TEXT EXCERPT -
┄┄┄┄┄┄
On 2020-10-12 13:47, Max Reitz wrote:
On 09.10.20 14:55, Jakob Bohm wrote:
On 2020-10-09 10:48, Max Reitz wrote:
On 08.10.20 18:49, Jakob Bohm wrote:
(Top posting because previous reply did so):
If the bug was closed as "can't reproduce", why was a very similar bug
listed as fixed in RHSA-2019:2553-01 ?
Hi,
Which very similar bug do you mean? I can only guess that perhaps you
mean 1603104 or 1551486.
Bug 1603104 was about qemu not ignoring errors when releasing file locks
fails (we should ignore errors then, because they're not fatal, and we
often cannot return errors, so they ended up as aborts). (To give more
context, this error generally appeared only when the storage the image
is on somehow disappeared while qemu is running. E.g. when the
connection to an NFS server was lost.)
Bug 1551486 entailed a bit of a rewrite of the whole locking code, which
may have resulted in the bug 1655408 no longer appearing for our QE
team. But it was a different bug, as it wasn’t about any error, but
just about the fact that qemu used more FDs than necessary.
(Although I see 1655408 was reported for RHEL 8, whereas 1603104 and
1551486 (as part of RHSA-2019:2553) were reported for RHEL 7. The
corresponding RHEL 8 bug for those two is 1694148.)
Either way, both of those bugs are fixed in 5.0.
1655408 in contrast reports an error at startup; locking itself failed.
I couldn’t reproduce it, and I still can’t; neither with the image
mounted concurrently, nor with an RO NFS mount.
(For example:
exports:
[...]/test-nfs-ro
127.0.0.1(ro,sync,no_subtree_check,fsid=0,insecure,crossmnt)
$ for i in $(seq 100); do \
echo -e '\033[1m---\033[0m'; \
x86_64-softmmu/qemu-system-x86_64 \
-drive \
if=none,id=drv0,readonly=on,file=/mnt/tmp/arch.iso,format=raw \
-device ide-cd,drive=drv0 \
-enable-kvm -m 2048 -display none &; \
pid=$!; \
sleep 1; \
kill $pid; \
done
(Where x86_64-softmmu/qemu-system-x86_64 is upstream 5.0.1.)
All I see is something like:
---
qemu-system-x86_64: terminating on signal 15 from pid 7278 (/bin/zsh)
[2] 34103
[3] - 34095 terminated x86_64-softmmu/qemu-system-x86_64 -drive
-device ide-cd,drive=drv0 -m 2048
So no file locking errors.)
The error I got was specifically "Failed to lock byte 100" and VM not
starting. The ISO file was on a R/W NFS3 share, but was itself R/O for
the user that root was mapped to by linux-nfs-server via /etc/exports
options, specifically the file iso file was mode 0444 in a 0755
directory, and the exports line was (simplified)
┄┄┄┄┄┄
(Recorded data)
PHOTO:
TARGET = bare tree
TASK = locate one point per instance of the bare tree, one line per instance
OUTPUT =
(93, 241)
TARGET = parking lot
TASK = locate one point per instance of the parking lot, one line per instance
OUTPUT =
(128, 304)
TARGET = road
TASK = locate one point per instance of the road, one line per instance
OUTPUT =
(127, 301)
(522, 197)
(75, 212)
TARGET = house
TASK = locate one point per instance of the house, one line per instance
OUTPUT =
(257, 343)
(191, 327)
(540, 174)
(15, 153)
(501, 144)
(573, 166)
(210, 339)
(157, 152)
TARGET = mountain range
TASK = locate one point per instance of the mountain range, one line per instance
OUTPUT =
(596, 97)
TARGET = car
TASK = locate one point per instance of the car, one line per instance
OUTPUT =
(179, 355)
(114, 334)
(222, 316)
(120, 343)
┄┄┄┄┄┄
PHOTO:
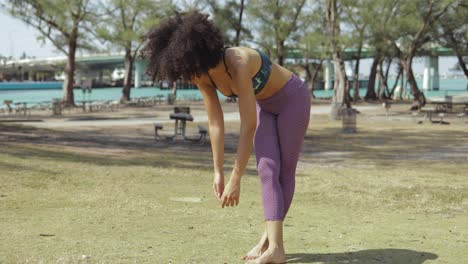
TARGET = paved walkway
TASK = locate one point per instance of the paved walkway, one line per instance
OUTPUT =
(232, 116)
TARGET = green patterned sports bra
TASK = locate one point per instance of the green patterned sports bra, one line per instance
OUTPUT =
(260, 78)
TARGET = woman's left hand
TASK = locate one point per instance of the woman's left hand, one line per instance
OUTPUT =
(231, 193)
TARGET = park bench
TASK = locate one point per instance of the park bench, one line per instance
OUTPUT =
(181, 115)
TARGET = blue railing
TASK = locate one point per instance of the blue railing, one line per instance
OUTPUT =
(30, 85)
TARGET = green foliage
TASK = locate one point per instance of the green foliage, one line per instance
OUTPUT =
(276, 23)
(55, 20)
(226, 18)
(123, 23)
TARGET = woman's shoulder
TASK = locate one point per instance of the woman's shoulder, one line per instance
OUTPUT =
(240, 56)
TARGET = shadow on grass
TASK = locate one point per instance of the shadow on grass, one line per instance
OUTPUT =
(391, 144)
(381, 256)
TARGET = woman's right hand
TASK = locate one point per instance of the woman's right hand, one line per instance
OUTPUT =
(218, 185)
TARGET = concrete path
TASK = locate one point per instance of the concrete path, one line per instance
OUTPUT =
┄┄┄┄┄┄
PARTS OF THE EXERCISE -
1 > In the QEMU file-locking thread, what was bug 1603104 about?
2 > Extend the QEMU file-locking thread from the point where it stops.

ANSWERS BY TASK -
1 > Bug 1603104 was about qemu not ignoring errors when releasing file locks fails.

2 >
/share1
xxxx:xxxx:xxxx:xxxx/64(ro,sync,mp,subtree_check,anonuid=1000,anongid=1000)
where xxxx:xxxx:xxxx:xxxx/64 is the numeric IPv6 prefix of the LAN
NFS kernel Server ran Debian Stretch kernel 4.19.0-0.bpo.8-amd64 #1 SMP
Debian 4.19.98-1~bpo9+1 (2020-03-09) x86_64 GNU/Linux
NFS client mount options were:
rw,nosuid,nodev,noatime,vers=3,rsize=1048576,wsize=1048576,namlen=255,
soft,proto=tcp6,timeo=600,retrans=6,sec=sys,mountaddr=xxxx:xxxx:xxxx:xxxx:xxxx:xxff:fexx:xxxx,
mountvers=3,mountport=45327,mountproto=udp6,local_lock=none,addr=xxxx:xxxx:xxxx:xxxx:xxxx:xxff:fexx:xxxx
I’ve tried using these settings, but still can’t reproduce the bug.
Nothing else uses the image when you try to attach it to qemu, right?
(Your last email noted something about a loop mount, but I’m not sure
whether that just referred to the RH Bugzilla entry.)
(local_lock=none means that all locks are relayed to the server, correct?)
Max
Nothing else was supposed to access that ISO at the time, but at various
times that ISO has been accessed by different virtualization systems for
different virtual machines, and maybe something didn't release its own
locks from much earlier (virtualization hosts tend to accumulate a lot
of uptime).
Coordinating locking of shared disk images between multiple qemu
instances should ideally try to emulate what happens when a SCSI disk is
shared over a SAN (fibre channel, iSCSI, shared parallel SCSI bus etc.),
so if a VM issues the SCSI lock management commands, they should behave
as they would for real hardware.
My reference to loop mounts refers to the (common) scenario where
someone tries to mount a raw image file using both qemu and OS methods,
with the loop block driver being the traditional POSIX method that would
be invoked by not using the qemu NBD server.
My large batch job is still running...
Enjoy
Jakob
--
Jakob Bohm, CIO, Partner, WiseMo A/S. https://www.wisemo.com
Transformervej 29, 2860 Søborg, Denmark. Direct +45 31 13 16 10
This public discussion message is non-binding and may contain errors.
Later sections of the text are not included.